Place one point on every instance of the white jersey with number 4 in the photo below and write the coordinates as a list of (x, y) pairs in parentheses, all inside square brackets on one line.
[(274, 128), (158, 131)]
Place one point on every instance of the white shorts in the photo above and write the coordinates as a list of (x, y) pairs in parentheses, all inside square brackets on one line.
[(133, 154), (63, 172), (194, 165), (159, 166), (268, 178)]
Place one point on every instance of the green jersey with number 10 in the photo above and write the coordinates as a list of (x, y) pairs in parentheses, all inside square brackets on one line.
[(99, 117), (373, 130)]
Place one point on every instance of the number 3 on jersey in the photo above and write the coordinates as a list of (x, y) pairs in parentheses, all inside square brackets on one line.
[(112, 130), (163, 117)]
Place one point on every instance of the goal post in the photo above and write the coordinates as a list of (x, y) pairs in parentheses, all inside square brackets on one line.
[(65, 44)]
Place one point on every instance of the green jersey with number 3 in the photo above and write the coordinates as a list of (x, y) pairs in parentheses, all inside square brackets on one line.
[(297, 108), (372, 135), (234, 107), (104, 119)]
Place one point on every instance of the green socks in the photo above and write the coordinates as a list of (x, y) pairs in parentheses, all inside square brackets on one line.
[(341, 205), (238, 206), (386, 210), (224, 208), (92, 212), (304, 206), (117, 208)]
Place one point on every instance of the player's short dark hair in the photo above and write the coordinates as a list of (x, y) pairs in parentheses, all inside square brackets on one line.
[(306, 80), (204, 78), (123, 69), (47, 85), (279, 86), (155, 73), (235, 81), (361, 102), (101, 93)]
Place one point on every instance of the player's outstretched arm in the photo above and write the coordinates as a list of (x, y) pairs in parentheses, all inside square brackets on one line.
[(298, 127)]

+--

## Assigned task
Set down every entry exactly as given.

## Result for this task
Place one point on every instance of the white jersey with number 4 in the photo below and write the coordinates as a list of (x, y) pairs in parentheses, all inside square brackets on one line.
[(274, 128), (158, 131)]
Place one point on every instance of the white shorts in the photo above and write the coordinates as a list of (x, y) pairs in parentheses, all inside square brackets on one line.
[(133, 154), (63, 172), (194, 165), (159, 166), (268, 178)]
Place one point on every instance of the green jersey with number 10 in the photo above and write the coordinates as a list of (x, y) pairs in parentheses, all inside square brackets on one line.
[(99, 117), (373, 130)]
Place one point on every instance of the number 3 on jersey in the photo above and write the coordinates as a list of (x, y) pairs in parentheses, all inside square brackets on one line.
[(112, 130), (163, 117)]
Place one point on every instance of the goal post in the photo above and write the coordinates as a list of (x, y) pairs in parentheses, all inside square brackets on one line.
[(65, 44)]
Place one point on every instance of the green jersey with number 3 in the photo above and write the coordinates as a list of (x, y) pairs in parentheses, all inside square brackets on one line.
[(297, 108), (372, 135), (234, 107), (104, 119)]
Place one point on every instance of the green socks in the photo above and write the coordinates as a list of (x, y) pairs in parentheses, all inside square brackets on one line.
[(341, 205), (238, 206), (386, 210), (224, 208), (92, 212), (304, 206), (117, 208)]
Place one point on every instance of the player's short dark hair in the photo above and write the coordinates as a list of (x, y) pairs in parentheses, all inside square brackets on one line.
[(306, 80), (204, 78), (123, 69), (47, 85), (279, 86), (155, 73), (235, 81), (361, 102), (101, 93)]
Place one point on every instance of the player's outstretched arm in the photo above and write the coordinates as a list of (x, y) pairs in parentheses, all inside square brackets on one line.
[(298, 127)]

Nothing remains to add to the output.